> _EXERCISE DETAILS_
Exactly as they appear, output all of the records. Skip any images.

> _TASK DATA_
## Begin

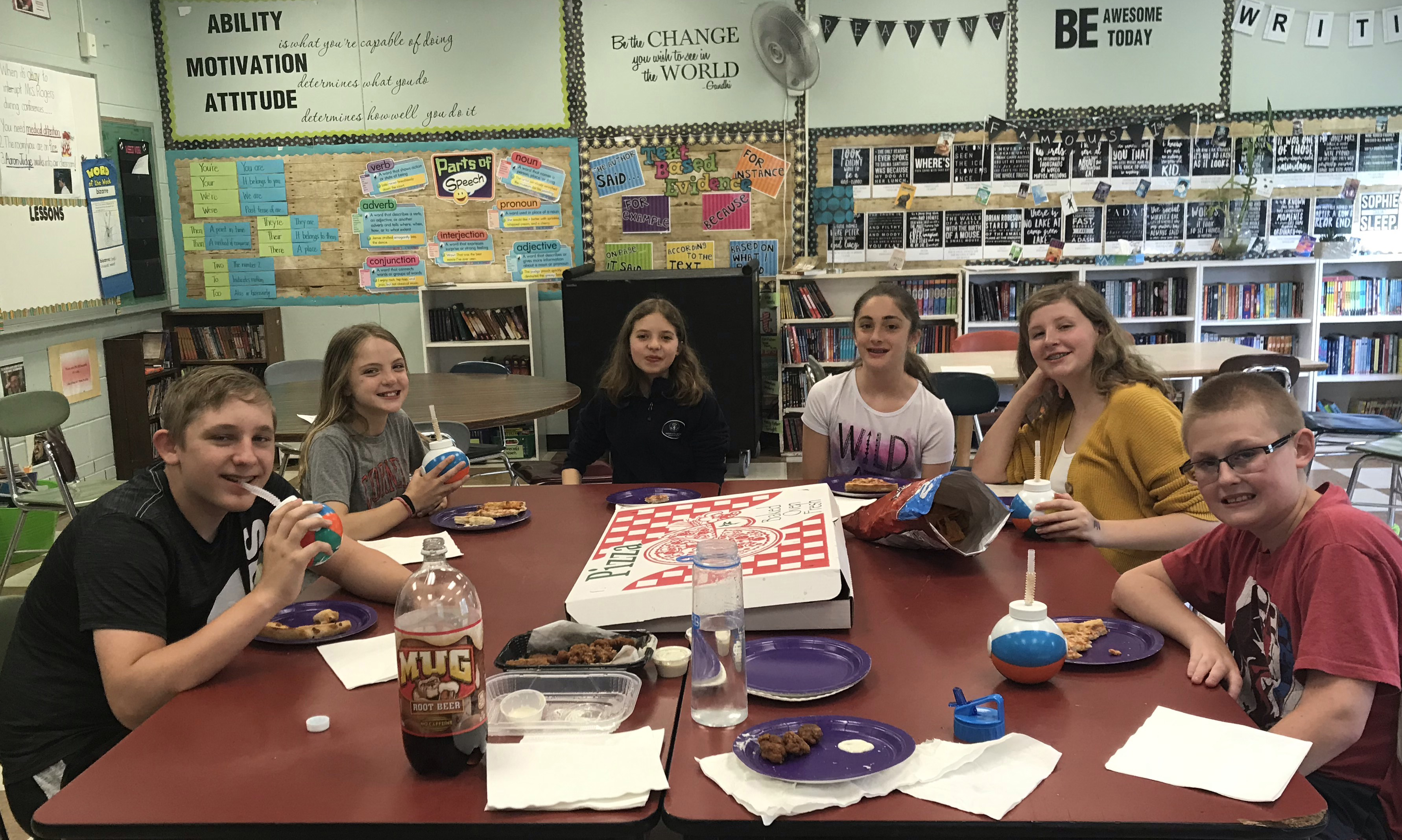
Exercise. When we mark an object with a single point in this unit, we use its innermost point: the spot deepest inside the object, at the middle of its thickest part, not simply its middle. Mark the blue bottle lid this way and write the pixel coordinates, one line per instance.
(975, 723)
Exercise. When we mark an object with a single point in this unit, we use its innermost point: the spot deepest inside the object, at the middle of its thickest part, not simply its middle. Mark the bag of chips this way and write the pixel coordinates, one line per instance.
(951, 512)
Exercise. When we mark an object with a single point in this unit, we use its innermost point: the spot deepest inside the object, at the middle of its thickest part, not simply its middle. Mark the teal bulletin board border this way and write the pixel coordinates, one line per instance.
(172, 156)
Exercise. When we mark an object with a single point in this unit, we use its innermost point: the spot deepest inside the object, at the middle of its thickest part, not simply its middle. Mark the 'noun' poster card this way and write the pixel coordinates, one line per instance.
(930, 171)
(924, 235)
(891, 169)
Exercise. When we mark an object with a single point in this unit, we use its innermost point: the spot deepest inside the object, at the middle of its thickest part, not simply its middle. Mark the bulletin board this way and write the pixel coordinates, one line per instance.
(700, 223)
(326, 183)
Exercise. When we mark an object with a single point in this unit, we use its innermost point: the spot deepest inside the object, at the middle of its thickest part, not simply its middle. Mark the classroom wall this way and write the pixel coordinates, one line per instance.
(127, 89)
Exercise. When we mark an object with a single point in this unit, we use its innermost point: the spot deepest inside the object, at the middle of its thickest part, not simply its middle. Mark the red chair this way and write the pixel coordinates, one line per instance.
(986, 340)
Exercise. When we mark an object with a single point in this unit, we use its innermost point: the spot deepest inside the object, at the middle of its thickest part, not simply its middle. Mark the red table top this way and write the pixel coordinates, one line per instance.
(924, 619)
(233, 758)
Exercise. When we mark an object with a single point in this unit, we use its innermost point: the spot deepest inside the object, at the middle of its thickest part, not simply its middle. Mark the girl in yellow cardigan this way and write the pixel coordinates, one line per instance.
(1109, 437)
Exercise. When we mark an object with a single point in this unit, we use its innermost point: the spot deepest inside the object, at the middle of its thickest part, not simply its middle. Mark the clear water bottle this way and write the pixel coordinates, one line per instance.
(438, 627)
(718, 696)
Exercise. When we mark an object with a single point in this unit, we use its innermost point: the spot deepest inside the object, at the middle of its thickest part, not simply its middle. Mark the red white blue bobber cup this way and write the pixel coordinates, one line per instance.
(1026, 646)
(445, 451)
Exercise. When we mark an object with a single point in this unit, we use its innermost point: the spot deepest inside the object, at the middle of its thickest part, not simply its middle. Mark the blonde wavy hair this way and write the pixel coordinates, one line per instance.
(1115, 361)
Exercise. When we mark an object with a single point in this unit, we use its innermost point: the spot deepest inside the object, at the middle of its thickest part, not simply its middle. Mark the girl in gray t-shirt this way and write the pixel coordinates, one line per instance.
(362, 455)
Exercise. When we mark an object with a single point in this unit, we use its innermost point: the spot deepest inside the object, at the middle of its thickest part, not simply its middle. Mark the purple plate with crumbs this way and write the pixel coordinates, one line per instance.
(640, 496)
(299, 615)
(1135, 641)
(804, 665)
(828, 763)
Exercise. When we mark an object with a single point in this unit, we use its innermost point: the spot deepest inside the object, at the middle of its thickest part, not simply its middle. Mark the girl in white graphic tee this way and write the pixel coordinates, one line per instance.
(881, 417)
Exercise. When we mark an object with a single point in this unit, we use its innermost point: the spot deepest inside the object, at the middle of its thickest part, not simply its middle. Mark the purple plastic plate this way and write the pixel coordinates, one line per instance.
(826, 763)
(445, 519)
(298, 615)
(838, 483)
(798, 665)
(1135, 641)
(640, 496)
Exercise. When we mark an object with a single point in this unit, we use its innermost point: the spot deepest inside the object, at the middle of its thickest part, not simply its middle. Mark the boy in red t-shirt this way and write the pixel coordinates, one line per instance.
(1310, 589)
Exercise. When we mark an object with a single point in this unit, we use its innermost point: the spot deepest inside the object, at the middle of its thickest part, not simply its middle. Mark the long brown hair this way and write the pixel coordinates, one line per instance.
(915, 365)
(1115, 361)
(336, 404)
(622, 378)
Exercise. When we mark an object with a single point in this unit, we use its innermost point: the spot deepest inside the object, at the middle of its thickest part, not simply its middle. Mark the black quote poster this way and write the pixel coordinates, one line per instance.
(1289, 222)
(1202, 226)
(853, 168)
(1296, 160)
(1337, 159)
(926, 235)
(891, 169)
(1163, 228)
(1332, 216)
(1083, 232)
(1131, 160)
(1212, 163)
(1011, 166)
(1002, 230)
(1123, 222)
(1052, 166)
(971, 169)
(964, 235)
(885, 232)
(930, 170)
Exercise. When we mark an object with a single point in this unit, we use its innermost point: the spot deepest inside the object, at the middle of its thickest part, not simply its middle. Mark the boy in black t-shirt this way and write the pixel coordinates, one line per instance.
(152, 589)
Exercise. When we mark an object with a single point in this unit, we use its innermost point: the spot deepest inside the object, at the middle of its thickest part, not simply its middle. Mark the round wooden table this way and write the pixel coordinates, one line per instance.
(476, 400)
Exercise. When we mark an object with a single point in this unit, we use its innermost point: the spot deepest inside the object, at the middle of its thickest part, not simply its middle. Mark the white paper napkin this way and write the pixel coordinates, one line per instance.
(406, 550)
(1194, 752)
(361, 661)
(576, 772)
(971, 768)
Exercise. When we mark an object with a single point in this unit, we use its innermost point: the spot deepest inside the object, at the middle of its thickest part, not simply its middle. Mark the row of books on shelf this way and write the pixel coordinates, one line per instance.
(1272, 344)
(1347, 295)
(1384, 406)
(462, 323)
(1359, 354)
(240, 341)
(1223, 302)
(1145, 299)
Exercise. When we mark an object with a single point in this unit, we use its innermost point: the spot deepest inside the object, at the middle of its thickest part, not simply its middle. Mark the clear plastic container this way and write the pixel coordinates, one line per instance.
(576, 702)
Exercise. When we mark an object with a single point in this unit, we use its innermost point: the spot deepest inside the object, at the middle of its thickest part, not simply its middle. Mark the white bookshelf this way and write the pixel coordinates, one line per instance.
(842, 292)
(439, 357)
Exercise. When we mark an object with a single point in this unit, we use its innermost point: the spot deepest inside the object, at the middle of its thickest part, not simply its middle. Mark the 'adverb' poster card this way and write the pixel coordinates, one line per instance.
(930, 171)
(885, 232)
(1011, 166)
(1131, 163)
(1163, 228)
(1052, 168)
(1203, 226)
(972, 168)
(1039, 228)
(924, 235)
(847, 240)
(1083, 232)
(1289, 222)
(1296, 160)
(1337, 159)
(853, 168)
(1212, 163)
(891, 169)
(1002, 230)
(1173, 160)
(964, 235)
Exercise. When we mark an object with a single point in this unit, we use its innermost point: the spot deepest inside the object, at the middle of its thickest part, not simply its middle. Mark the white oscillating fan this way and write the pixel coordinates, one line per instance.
(787, 47)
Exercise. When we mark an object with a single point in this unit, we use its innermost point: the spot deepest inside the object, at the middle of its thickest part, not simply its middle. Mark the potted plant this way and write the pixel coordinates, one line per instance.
(1234, 240)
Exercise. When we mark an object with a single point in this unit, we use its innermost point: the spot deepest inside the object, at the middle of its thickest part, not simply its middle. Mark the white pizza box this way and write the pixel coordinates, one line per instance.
(793, 557)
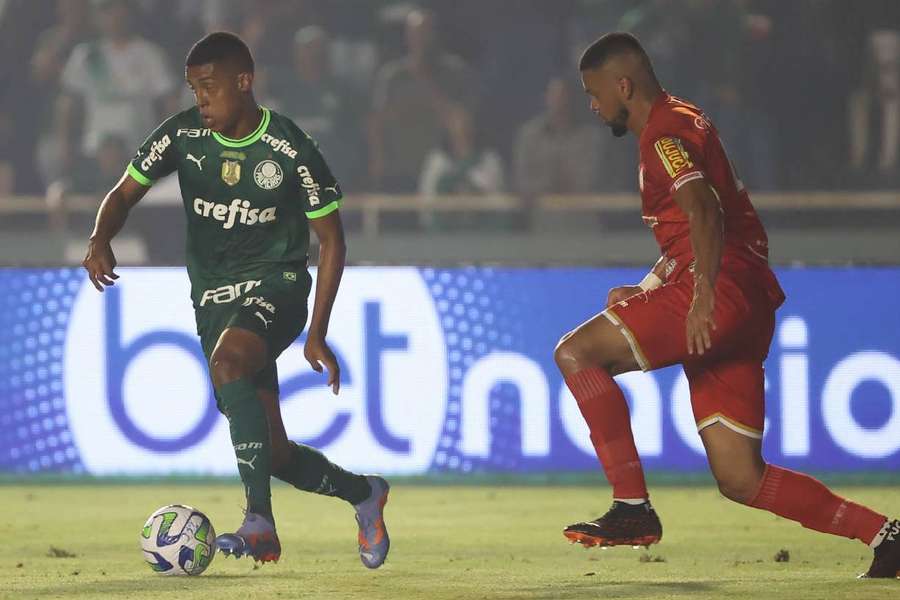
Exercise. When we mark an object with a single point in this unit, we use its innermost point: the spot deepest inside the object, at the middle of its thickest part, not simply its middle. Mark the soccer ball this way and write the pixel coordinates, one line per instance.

## End

> _SOLUTION FOR THIS EXERCISE_
Exercise. When we mark an object with a single point in this unit, we use its innermost point: the spot deepest inside the object, at the middle of its thickest part, not simply its middle. Mark the blue bottle lid this way and write the pixel coordinates, one line per instance.
(975, 723)
Exercise. When we mark an object with a single point in this unit, we use its innermost point: the spot deepest inside the object, at the middle of its thickest part, not simply its middle. Mark the bag of chips this way and write the pixel coordinates, one line per instance.
(951, 512)
Exercise. When we mark an object with a single point in this unit, we use its innermost point: the spot deepest inside the object, at the middle of its thickest part, not simply its middle. Mark the teal bulletin board border this way and write the pixel coordinates, one line per instance.
(172, 156)
Exercise. When we mark an object with a single point in this unit, we use its innermost point: the spot deepest inside the object, at the middle of its thickest part, not simply its middle. Mark the 'noun' poster card this way and write the pixel coordinates, one line per instance.
(930, 171)
(924, 235)
(891, 169)
Exercise. When we mark an object with a single point in this unit, we use its innermost point: the spot deepest inside the object, at the middle of its thickest part, not simply its middle. Mark the bulletin board this way and write the pixel coordinates, one line per instance.
(700, 223)
(326, 183)
Exercise. When we mark an object with a single point in this unit, we use its innermost point: the spot deepest inside the object, at the middle of its thickest part, not simply its middle. Mark the classroom wall this way and write the pixel coordinates, one line per instance.
(127, 89)
Exercise. When we mark an object with a single point in this unit, we use its innermost point: the spot deepest inside the object, at the middle of its thickest part, not simply its middle. Mark the red chair this way and write the pixel coordinates, one line per instance.
(986, 340)
Exercise. When we mark an object with a single point in this unit, we use its innermost point: the spot deepest inside the object, at the middle of its thickest part, not simply its middle. Mark the red table top this way and write the pixel coordinates, one line per instance.
(924, 619)
(233, 758)
Exercise. When we mark an object with a single point in this unit, we use its innermost point: the spot deepest inside the object, at the middle of its thickest part, not simply its middle. Mark the girl in yellow cardigan this way and write the pixel coordinates, one line per instance.
(1109, 437)
Exercise. When we mark an object with a single point in this unit, we use its innermost point: the spot deepest inside the object, at the middle of its thickest part, not simply its middle. Mark the clear water bottle this way and write the pixel coordinates, one line per instance.
(438, 627)
(718, 696)
Exercise. When we mark an object with a single point in this unit, we use its innermost point: the spot deepest inside the object, at the middle of its thickest part, not simply its middle. Mark the red white blue bobber cup this way and write the pixel coordinates, one line per instance.
(1026, 646)
(445, 451)
Exercise. When we mark an object with a single point in this unit, we use its innermost point: the spot deepest inside the object, at the middle of its thickest part, not simply its middle. Mark the blonde wavy hair this way and write the pixel coordinates, one line per instance.
(1115, 361)
Exercise. When we mark an object with a single point in this unit, we use its innermost point: the spot deepest inside the object, at the middle of its thickest part, not simply its middle. Mark the girl in gray t-shirt this way and write the pixel coordinates, one line per instance.
(362, 455)
Exercise. When we mark an object with a single point in this unit, we use its innermost point: the spot deepest inside the object, at the middle of its thickest part, not simply its middle. Mark the purple plate with crumbs this way and write the pixel coordinates, one line per instance.
(640, 496)
(299, 615)
(1135, 641)
(804, 665)
(828, 763)
Exercise. When we mark an object with a single point in this unit, we use its innermost point: the spot deepest inside the object, at the middle of its thickest part, not simply its middle. Mark the girl in white graphic tee this way and write the pixel coordinates, one line per instance.
(881, 417)
Exercise. When we mark an object with a single point in this unit, we use its innermost point: the spot deepest inside the object, at the middle of its thickest part, not simply its middle. Mark the purple plastic plate this way and write the pixel coordinates, one line per instance.
(826, 763)
(445, 519)
(298, 615)
(838, 483)
(798, 665)
(1135, 641)
(640, 496)
Exercise. When we mark an object with a single point in this unit, we use its innermost point: the spot deepest inside the object, at the middle of its thickest part, not simply its middle. Mark the boy in red t-shirt this way and write the pixel coordinates, one line per instance.
(1310, 589)
Exercise. When we mark an object with a single point in this unit, we use its innermost point: the spot deepest inside the object, at the middle of its thickest part, not simply its middle. Mark the long brown hair this way and write the pixel coordinates, one line per instance.
(915, 365)
(1115, 361)
(336, 404)
(622, 378)
Exercise. When we mark an object with a single point in this unit, we use its innermost point: the spot deepest inside the object, at the middle of its thickest part, not simply its middle. Mark the black quote poster this way and write the pixel coordinates, one line per instance.
(1289, 222)
(1202, 226)
(853, 168)
(1296, 160)
(1337, 159)
(926, 235)
(891, 169)
(1163, 228)
(1332, 216)
(1083, 232)
(1131, 160)
(1212, 163)
(1011, 166)
(1002, 230)
(1123, 222)
(1052, 166)
(971, 169)
(964, 235)
(885, 232)
(930, 170)
Exercise. When we mark an object with a single point in this unit, we use its innermost point: the spot deepest inside the object, at the middle of its thickest part, not simply its middle. Mark the boy in black t-shirt this way and write the pixel coordinates, one line per instance.
(152, 589)
Exercise. When we mark an object with a single point in this unit, we use its innermost point: the spot deepest inside the object, at the middle of its thickest part, not simply its middle. Mark the round wooden table this way and write the pixel coordinates, one line per instance.
(476, 400)
Exercise. When we mark an object with a single point in this unit, we use its innermost point: the spot deepest inside the object, at the middle of its thickest part, not simply its middle. Mark the white paper napkin this way and write the pixel coordinates, one line per instance.
(406, 550)
(1194, 752)
(361, 661)
(576, 772)
(971, 768)
Exercise. When we mark an object with a single point in this unit, we use its innermost point: the spot deepest inside the object, at the middle of its thickest part, not simply its middle. Mark the row of books on shelf this way and write the pixel coordinates, one line per instance.
(1272, 344)
(1347, 295)
(1384, 406)
(462, 323)
(1359, 354)
(240, 341)
(1223, 302)
(1145, 299)
Exercise. When we mark an object with a single point in this unit, we use its innermost point: the spot deepest inside the object, at the middle of its thickest part, not simply its middle. Mark the clear plastic container this way and write the pixel coordinates, one line per instance.
(576, 702)
Exercise. When we mark an object with a single point in this unit, we use its innermost point: the spot deepest inside the object, at the middle of its thickest part, not simply its middle. Mark the white bookshelf this way and write the pixel coordinates, one line per instance.
(842, 292)
(439, 357)
Exercise. When we mark an object with a single point in this unit, we use its innermost point: the spot deepest inside the object, at the middle of its thickest part, not simply its middle. Mark the 'adverb' poster card this way and write the pixel coordinates, one line per instance.
(930, 171)
(885, 232)
(1011, 166)
(1131, 163)
(1163, 228)
(1052, 168)
(1203, 226)
(972, 168)
(1039, 228)
(924, 235)
(847, 240)
(1083, 232)
(1289, 222)
(1296, 160)
(1337, 159)
(853, 168)
(1212, 163)
(891, 169)
(1002, 230)
(1173, 160)
(964, 235)
Exercise. When we mark an object with a single point in this unit, we use its innermost point: the spot deepest inside the object, at the middle of its thickest part, not simply its middle. Mark the white oscillating fan this way and write the pixel coordinates, one line per instance.
(787, 47)
Exercise. When we mark an object with a single point in this unit, we use its innermost point: the spot deepest inside the object, at the middle of its thickest part, not simply its middle. Mark the potted plant this way and write the pixel coordinates, one line per instance.
(1234, 240)
Exercise. When we mark an object with a single point in this unit, we use its innermost point: the spot deepest inside the object, at the middle of its thickest part, not simply its middle. Mark the white pizza box this way and write the pixel coordinates, one line per instance.
(793, 557)
Exercise. When we mark an object with a single point in this unit, we use its innermost point: the spot deepest inside the object, at the middle of its thickest part, not simply its middle. Mark the soccer ball this way and write the pixel coordinates, one line per instance.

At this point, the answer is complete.